* [Work required]:
Render every line of the items below as a JSON array of strings, one string per line, leaving out any blank lines.

[A series of records]
* * *

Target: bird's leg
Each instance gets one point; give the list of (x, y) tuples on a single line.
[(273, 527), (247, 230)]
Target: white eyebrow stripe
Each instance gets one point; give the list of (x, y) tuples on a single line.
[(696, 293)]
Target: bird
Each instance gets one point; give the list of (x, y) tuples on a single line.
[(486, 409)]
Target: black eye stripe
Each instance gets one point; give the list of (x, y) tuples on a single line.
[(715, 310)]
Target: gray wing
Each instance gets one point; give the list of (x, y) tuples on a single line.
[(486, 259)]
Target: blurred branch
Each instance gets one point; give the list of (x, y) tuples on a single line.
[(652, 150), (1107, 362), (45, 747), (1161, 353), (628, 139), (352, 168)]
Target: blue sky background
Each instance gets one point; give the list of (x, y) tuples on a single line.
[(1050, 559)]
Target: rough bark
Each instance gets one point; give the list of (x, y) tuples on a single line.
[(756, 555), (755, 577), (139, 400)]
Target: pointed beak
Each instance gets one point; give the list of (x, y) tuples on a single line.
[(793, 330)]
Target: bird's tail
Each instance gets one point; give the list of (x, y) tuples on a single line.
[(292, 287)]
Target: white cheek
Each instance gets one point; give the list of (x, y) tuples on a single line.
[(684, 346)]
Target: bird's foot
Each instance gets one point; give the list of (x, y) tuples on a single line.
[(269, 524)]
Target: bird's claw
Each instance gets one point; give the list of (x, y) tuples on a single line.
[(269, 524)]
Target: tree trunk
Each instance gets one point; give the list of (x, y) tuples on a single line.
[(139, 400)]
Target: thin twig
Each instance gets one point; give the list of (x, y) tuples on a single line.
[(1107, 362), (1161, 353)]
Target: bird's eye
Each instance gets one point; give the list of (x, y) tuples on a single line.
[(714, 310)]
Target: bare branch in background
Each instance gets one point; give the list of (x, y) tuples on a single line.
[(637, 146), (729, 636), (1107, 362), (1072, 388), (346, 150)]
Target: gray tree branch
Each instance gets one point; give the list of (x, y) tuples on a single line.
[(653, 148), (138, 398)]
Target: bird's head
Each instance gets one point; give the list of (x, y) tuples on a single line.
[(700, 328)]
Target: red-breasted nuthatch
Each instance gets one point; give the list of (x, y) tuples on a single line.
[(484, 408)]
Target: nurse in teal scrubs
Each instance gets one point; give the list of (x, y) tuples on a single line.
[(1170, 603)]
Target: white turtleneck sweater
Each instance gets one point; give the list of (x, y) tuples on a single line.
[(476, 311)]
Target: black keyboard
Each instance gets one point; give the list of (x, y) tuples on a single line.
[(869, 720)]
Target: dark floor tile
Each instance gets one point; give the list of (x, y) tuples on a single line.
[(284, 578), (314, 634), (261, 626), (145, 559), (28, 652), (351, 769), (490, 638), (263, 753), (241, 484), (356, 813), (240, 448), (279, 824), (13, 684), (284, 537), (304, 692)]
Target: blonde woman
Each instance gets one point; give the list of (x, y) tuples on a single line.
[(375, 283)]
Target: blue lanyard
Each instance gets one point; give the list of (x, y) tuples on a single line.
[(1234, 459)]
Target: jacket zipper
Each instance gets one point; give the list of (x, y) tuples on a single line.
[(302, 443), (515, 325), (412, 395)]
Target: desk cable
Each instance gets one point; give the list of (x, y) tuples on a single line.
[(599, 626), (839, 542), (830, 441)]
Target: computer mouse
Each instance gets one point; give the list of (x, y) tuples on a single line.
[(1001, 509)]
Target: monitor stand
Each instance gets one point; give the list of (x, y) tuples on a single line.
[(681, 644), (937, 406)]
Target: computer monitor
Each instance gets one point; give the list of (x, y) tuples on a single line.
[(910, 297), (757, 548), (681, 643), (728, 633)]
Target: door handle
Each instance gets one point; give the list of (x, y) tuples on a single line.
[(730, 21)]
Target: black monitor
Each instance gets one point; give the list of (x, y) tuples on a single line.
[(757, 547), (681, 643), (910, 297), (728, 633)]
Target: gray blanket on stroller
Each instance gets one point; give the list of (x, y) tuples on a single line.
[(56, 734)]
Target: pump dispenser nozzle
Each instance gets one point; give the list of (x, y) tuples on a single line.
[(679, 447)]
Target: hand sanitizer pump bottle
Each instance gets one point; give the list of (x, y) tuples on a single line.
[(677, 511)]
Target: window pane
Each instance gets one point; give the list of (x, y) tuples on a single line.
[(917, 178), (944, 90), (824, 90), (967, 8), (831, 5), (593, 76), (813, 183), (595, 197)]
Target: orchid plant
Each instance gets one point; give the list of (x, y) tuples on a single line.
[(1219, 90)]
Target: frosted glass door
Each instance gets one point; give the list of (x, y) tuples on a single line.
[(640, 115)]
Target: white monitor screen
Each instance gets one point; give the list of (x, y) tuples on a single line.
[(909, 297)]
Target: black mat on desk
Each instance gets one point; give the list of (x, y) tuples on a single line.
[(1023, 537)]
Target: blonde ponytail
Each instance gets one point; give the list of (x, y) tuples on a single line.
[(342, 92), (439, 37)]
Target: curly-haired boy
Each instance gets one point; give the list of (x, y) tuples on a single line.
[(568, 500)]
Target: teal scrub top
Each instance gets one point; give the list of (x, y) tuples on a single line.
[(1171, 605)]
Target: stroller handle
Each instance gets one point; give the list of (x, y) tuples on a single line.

* * *

* [The output]:
[
  "Target: bird's leg",
  "Each instance gets one point; give the list of (x, y) tuples on a single line.",
  "[(273, 527), (247, 230)]",
  "Target: white eyebrow stripe",
  "Each instance gets one point; give the list of (x, y) tuples on a single line.",
  "[(696, 293)]",
  "Target: bird",
  "Each instance gets one point; give the list of (x, y) tuples on a single line.",
  "[(486, 409)]",
  "Target: black eye stripe",
  "Each instance gets one point; give the list of (x, y) tuples on a single line.",
  "[(715, 310)]",
  "Target: gray wing",
  "Each instance gets one point; give the list of (x, y) tuples on a single line.",
  "[(486, 259)]",
  "Target: blurred branch",
  "Each instance gets one point; give the list of (x, y) tuples on a single line.",
  "[(652, 150), (1107, 362), (45, 747), (1161, 353), (628, 139), (352, 168)]",
  "Target: blue sky background",
  "Each instance gets one point; give the list of (x, y) tuples on a single line.",
  "[(1050, 559)]",
  "Target: rough bark",
  "Each instance gets one point; give the list of (x, y) tuples on a single line.",
  "[(756, 555), (755, 577), (139, 400)]",
  "Target: pointed beak",
  "Each instance gets one point; give the list of (x, y) tuples on a single line.",
  "[(793, 330)]",
  "Target: bird's tail",
  "Each instance gets one point; give the list of (x, y) tuples on a single line.",
  "[(292, 287)]",
  "Target: white cheek",
  "Each instance gets one point; give the list of (x, y) tuples on a single line.",
  "[(684, 346)]",
  "Target: bird's foot",
  "Each instance gets one point; give the list of (x, y) tuples on a single line.",
  "[(269, 524)]",
  "Target: bird's claw",
  "Each instance gets one point; give the list of (x, y) tuples on a single line.",
  "[(269, 524)]",
  "Target: tree trunk",
  "Each instance gets one point; give the list of (x, y) tuples on a single line.",
  "[(139, 400)]",
  "Target: thin twig",
  "Each instance gets one point; give the list of (x, y) tuples on a single line.",
  "[(1107, 362), (1161, 353)]",
  "Target: bird's eye",
  "Each instance gets one point; give the list of (x, y) tuples on a single line.",
  "[(714, 310)]",
  "Target: bare branch in background",
  "Each instance gets one point; give the list of (x, y) tuples on a single line.",
  "[(637, 146), (729, 636), (1107, 362), (1072, 388), (346, 150)]",
  "Target: gray tree branch",
  "Each instance gets one point; give the list of (x, y) tuples on a single line.",
  "[(653, 148), (138, 398)]",
  "Target: bird's head",
  "Each instance gets one point; give the list of (x, y) tuples on a single line.",
  "[(700, 328)]",
  "Target: red-breasted nuthatch",
  "Each instance gets one point; give the list of (x, y) tuples on a single line.",
  "[(484, 408)]",
  "Target: nurse in teal scrubs",
  "Each instance gets one point; give the list of (x, y) tuples on a single line.",
  "[(1170, 603)]",
  "Target: white turtleneck sweater",
  "Each instance gets one point; give the list of (x, y) tuples on a single line.",
  "[(476, 311)]",
  "Target: black keyboard",
  "Each instance gets one point; give the list of (x, y) tuples on a single line.",
  "[(869, 720)]",
  "Target: dark floor tile",
  "Each instance gets one point; give the list of (x, y) tuples on a single line.",
  "[(284, 578), (314, 634), (261, 626), (145, 559), (28, 652), (351, 769), (490, 638), (263, 753), (241, 484), (356, 813), (240, 448), (279, 824), (13, 684), (284, 537), (304, 692)]",
  "Target: blonde woman",
  "Each instance gets one point; give the list of (x, y) tuples on a single line.",
  "[(375, 283)]",
  "Target: blue lanyard",
  "Each instance gets one point; give the list of (x, y) tuples on a single line.",
  "[(1234, 459)]",
  "Target: jacket zipper",
  "Each instance gets one point; give the list of (x, y) tuples on a single line.",
  "[(302, 443), (515, 325), (412, 395)]",
  "Target: desk cable",
  "Each instance gets one point; give the list of (x, y) tuples on a single line.",
  "[(599, 626), (839, 542), (830, 441)]",
  "Target: computer mouse",
  "Each instance gets one point; give the list of (x, y) tuples on a single line.",
  "[(1001, 509)]",
  "Target: monitor stand",
  "Each instance gets one point; give the list of (x, y) tuples on a single line.",
  "[(681, 644), (937, 406)]",
  "Target: computer monitor",
  "Each instance gets one point; give the list of (x, y) tuples on a single line.",
  "[(910, 297), (757, 548), (681, 643), (728, 633)]",
  "Target: door handle",
  "Each instance gets one point; give the list of (x, y) tuples on a single line.",
  "[(730, 21)]",
  "Target: black monitor",
  "Each instance gets one point; give the list of (x, y) tuples on a single line.",
  "[(757, 547), (681, 643), (910, 297), (728, 633)]",
  "Target: gray blanket on stroller",
  "Each instance gets one point; give the list of (x, y) tuples on a single line.",
  "[(56, 734)]",
  "Target: pump dispenser nozzle",
  "Each instance gets one point; give the list of (x, y) tuples on a single line.",
  "[(679, 447)]",
  "Target: hand sanitizer pump bottle",
  "Each instance gets one point; give the list of (x, y) tuples on a single line.",
  "[(677, 511)]",
  "Target: window pane",
  "Each instance gets one point; give the list of (x, y) tuples on a single line.",
  "[(917, 178), (944, 90), (824, 90), (967, 8), (831, 5), (593, 76), (813, 183), (595, 197)]",
  "Target: orchid plant",
  "Each instance gets one point; give the list of (x, y) tuples on a single line.",
  "[(1219, 90)]",
  "Target: frosted glass door",
  "Each instance gets one point; give the list of (x, y) tuples on a single line.",
  "[(640, 115)]",
  "Target: white monitor screen",
  "Each instance gets one point; give the list of (x, y) tuples on a single line.",
  "[(909, 297)]",
  "Target: black mat on desk",
  "Each instance gets one point; give the list of (x, y) tuples on a single line.",
  "[(1023, 537)]",
  "Target: blonde ponytail",
  "Each instance gets one point; give the list of (x, y) tuples on a single line.",
  "[(342, 92), (439, 37)]",
  "Target: curly-haired boy",
  "Each instance gets one point; give the list of (x, y) tuples on a single line.",
  "[(568, 500)]",
  "Target: teal scrub top",
  "Each instance gets one point; give the list of (x, y) tuples on a single line.",
  "[(1171, 605)]",
  "Target: stroller handle",
  "Each instance gets one point; give the list of (x, y) tuples on a single line."
]